Written problem 1:
Decide whether each statement below agrees with the excerpt on the staff officer and the SOGIE Equality Bill. Answer yes or no for each, and quote the words of the excerpt that decide it.
(a) The SOGIE Equality Bill has been pending in Congress for more than twenty years.
(b) His workmates have objected to the post.
(c) He says his employment has been affected by his stand on the issues.

Quoted text:

-=-=-

While he has been out for some time now to some people (he liked a guy a few years back and accidentally disclosed the gender identity of the person to his friends, which made him admit that he was indeed gay, to which they replied: “We were just waiting for you to tell us. We already know.”), it was only now that he officially came out to everyone. 

He was aware of the possible political repercussions of posting that photo. As the legislative staff officer of a conservative and controversial politician actively roadblocking the passage of the SOGIE Equality Bill, which has been languishing in Congress for more than two decades already, he understood that it might potentially offend some of the people in his workplace—politicians, parties, other staff. 

“Collaboration is key. Kung magkakaroon ng strain [sa] collaboration, it will also [harm] our performance. I really treat it very carefully.”

But the post hasn’t raised any brows from his workmates, including his senator boss—at least, not yet. 

“He knows,” referring to the senator he works for. “And we respect each other…it’s not an issue for the both of us.” 

Despite this, he struggles with the fact that his boss is fundamentally against the rights of the community he’s part of. 

Illustration by Pammy Orlina

“I believe in him. Siguro sa aspect na ‘yun, personally, I step away. Mahirap kasi if masyado akong involved, iba yung may personal feelings. I really focus on the other things, the other issues…because kasama ko siya dun sa advocacies nya ngayon, marami kaming magagawa, mas wider ang reach namin. Yung part na ‘yun, medyo umiiwas ako dun.

“Any move that I do, any word that I say is polarizing, one way or another. Sa dami ng issues na gusto kong ayusin [in the] Philippines, baka hindi ko na kayanin.

“Hindi naman affected ang employment [ko], because [the senator] knows my stand on the issues…I’m more concerned na parang, medyo meron kaming konting alignment on some operational issues of the bill, and if I verbalize it, marami akong magiging kaaway…hindi ko issue yung nature ng bill, nandun lang ako sa operationalization.”

When I pressed him about what specific operationalization issues he foresaw in the proposed legislation, he explained:

“Yung mga licenses, in general, wala naman yung concern…yung pag-o-operationalize lang ng, how do you define yung issue ng discrimination sa bill? [That] might also be a problem…If two rights are in conflict with each othernot necessarily religious, kasi pwede namang workplace, ethnicity—if sila yung mag-conflict with each other, sino yung papanigan, sino yung mas matimbang? Kasi malamang sa malamang, wala yang compromise. It’s either one way or another, merong madedehado dyan. Sa’n ka lulugar? Minsan ganun ang concern.

“Meron kasi akong fear of having conflicts. Siguro trauma na rin yun from the past. Ayoko rin naman din na maging apathetic, always at the middle or neutral. Sometimes I just have to pick my battles…Here kasi sa office, we can discuss everything, but [once we’ve made] a decision, we try as much as possible to rally behind that decision, whether we’re okay or not. But with [the SOGIE Equality Bill], ako na rin ang konting nag-step away. I choose to focus on other items because, sila na yun, and hindi na rin ako palaging conflicted every day.”

“Baka yun yung sacrifice na kailangan kong gawin para matulungan ko yung mas marami…may ganun akong feeling, at times.”

Before we ended our call, I asked if he thought his experience just proves that we’re just tolerated and not accepted in society—that expressing ourselves is okay only up to the point that we demand equal rights:

“Yes, totoo na tolerated lang tayo, hindi tayo fully accepted…hindi pa rin nawa-walk the talk yung acceptance here in the Philippines.

“One thing that I’ve learned in this is when you set aside emotions and you get to talk with cooler heads, more work gets done…I hope, for us to move forward, both sides must learn to communicate with each other.

“What’s the compromise? Kung meron man. Or kung wala man: how do we move forward?”

-=-=-

Written problem 2:
Retype the entries from their first line through the line containing "POLYGON ((379 226, 390", including both of those lines, with every character kept as it appears.

-=-=-

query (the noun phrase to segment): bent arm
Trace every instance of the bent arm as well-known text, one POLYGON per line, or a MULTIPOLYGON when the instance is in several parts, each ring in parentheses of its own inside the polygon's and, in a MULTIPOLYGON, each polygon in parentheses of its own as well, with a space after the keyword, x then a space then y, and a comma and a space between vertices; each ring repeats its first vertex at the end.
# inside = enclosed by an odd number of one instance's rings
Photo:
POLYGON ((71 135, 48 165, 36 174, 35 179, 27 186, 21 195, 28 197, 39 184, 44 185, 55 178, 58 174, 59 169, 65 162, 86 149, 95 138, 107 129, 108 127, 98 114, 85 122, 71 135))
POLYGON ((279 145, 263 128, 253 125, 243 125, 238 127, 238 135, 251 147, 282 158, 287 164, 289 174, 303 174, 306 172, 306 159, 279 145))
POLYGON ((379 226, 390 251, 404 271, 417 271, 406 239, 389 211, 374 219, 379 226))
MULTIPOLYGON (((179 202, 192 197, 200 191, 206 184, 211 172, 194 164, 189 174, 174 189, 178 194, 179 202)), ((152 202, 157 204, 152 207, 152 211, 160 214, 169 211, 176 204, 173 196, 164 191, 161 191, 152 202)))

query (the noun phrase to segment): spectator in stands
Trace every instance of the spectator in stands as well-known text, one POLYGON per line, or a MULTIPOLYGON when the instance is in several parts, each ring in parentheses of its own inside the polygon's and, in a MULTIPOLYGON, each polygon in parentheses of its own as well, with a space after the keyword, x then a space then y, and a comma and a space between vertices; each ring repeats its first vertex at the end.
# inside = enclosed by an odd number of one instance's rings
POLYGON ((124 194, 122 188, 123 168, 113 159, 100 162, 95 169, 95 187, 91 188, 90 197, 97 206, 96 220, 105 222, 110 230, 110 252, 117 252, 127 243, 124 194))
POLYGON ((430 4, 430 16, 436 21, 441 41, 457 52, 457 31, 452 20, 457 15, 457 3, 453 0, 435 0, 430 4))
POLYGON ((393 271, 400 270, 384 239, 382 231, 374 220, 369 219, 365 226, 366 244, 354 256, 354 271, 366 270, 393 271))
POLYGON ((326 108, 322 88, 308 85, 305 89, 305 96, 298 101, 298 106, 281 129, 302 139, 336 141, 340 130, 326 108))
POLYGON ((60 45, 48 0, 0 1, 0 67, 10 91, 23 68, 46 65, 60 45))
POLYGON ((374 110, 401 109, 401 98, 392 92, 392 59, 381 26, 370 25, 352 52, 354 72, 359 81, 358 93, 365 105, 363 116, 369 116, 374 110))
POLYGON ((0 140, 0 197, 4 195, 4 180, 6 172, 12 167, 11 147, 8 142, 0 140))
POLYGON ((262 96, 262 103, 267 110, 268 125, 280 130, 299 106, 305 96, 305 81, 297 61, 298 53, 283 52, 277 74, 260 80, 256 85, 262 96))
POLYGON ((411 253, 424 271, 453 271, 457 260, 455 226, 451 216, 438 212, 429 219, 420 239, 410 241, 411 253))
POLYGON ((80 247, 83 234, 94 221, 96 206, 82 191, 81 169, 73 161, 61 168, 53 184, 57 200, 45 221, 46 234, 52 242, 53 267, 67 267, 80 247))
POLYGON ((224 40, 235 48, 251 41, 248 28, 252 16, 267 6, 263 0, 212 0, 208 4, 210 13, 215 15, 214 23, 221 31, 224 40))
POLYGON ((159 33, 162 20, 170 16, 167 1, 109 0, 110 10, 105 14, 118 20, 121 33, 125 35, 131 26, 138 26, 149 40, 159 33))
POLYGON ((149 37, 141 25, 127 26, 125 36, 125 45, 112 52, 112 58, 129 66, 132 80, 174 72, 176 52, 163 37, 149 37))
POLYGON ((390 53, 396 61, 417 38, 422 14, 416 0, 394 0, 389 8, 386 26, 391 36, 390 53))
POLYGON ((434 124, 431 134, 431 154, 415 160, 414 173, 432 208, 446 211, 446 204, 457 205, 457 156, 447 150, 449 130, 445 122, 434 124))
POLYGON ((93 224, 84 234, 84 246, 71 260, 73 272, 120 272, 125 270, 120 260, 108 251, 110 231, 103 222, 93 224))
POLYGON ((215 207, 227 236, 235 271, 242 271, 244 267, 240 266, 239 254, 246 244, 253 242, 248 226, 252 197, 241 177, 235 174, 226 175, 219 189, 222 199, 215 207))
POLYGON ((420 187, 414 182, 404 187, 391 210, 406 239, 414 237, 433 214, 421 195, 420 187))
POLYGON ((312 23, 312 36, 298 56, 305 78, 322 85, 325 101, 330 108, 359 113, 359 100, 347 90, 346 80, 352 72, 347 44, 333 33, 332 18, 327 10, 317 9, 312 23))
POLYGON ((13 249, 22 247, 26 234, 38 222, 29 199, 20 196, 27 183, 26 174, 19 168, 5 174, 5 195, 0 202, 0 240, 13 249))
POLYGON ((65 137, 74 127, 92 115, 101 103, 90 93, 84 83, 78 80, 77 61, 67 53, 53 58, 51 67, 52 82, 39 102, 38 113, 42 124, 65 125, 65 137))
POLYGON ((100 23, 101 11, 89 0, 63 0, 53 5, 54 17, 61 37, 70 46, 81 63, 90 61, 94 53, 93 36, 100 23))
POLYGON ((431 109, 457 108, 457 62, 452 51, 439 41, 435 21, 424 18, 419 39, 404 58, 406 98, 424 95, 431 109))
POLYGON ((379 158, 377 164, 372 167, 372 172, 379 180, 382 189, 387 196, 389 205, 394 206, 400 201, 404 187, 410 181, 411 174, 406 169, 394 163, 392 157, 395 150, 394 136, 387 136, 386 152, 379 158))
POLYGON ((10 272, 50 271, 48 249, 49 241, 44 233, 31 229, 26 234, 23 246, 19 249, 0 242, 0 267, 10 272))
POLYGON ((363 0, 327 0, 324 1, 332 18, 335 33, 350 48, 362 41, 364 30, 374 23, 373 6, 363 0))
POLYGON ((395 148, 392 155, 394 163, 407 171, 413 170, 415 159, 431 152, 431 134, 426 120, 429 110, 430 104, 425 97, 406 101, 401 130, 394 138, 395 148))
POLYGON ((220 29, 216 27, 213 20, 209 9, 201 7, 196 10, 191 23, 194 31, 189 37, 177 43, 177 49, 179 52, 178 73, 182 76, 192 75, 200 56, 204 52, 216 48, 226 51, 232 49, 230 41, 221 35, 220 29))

-=-=-

Exercise response 1:
(a) Yes: "which has been languishing in Congress for more than two decades already"
(b) No: "But the post hasn’t raised any brows from his workmates, including his senator boss—at least, not yet."
(c) No: "Hindi naman affected ang employment [ko], because [the senator] knows my stand on the issues"

Exercise response 2:
query (the noun phrase to segment): bent arm
Trace every instance of the bent arm as well-known text, one POLYGON per line, or a MULTIPOLYGON when the instance is in several parts, each ring in parentheses of its own inside the polygon's and, in a MULTIPOLYGON, each polygon in parentheses of its own as well, with a space after the keyword, x then a space then y, and a comma and a space between vertices; each ring repeats its first vertex at the end.
# inside = enclosed by an odd number of one instance's rings
Photo:
POLYGON ((71 135, 48 165, 36 174, 35 179, 27 186, 21 195, 28 197, 39 184, 44 185, 55 178, 58 174, 59 169, 65 162, 86 149, 95 138, 107 129, 108 127, 98 114, 85 122, 71 135))
POLYGON ((279 145, 263 128, 253 125, 243 125, 238 127, 238 135, 251 147, 282 158, 287 164, 289 174, 303 174, 306 172, 306 159, 279 145))
POLYGON ((379 226, 390 251, 404 271, 417 271, 406 239, 389 211, 374 219, 379 226))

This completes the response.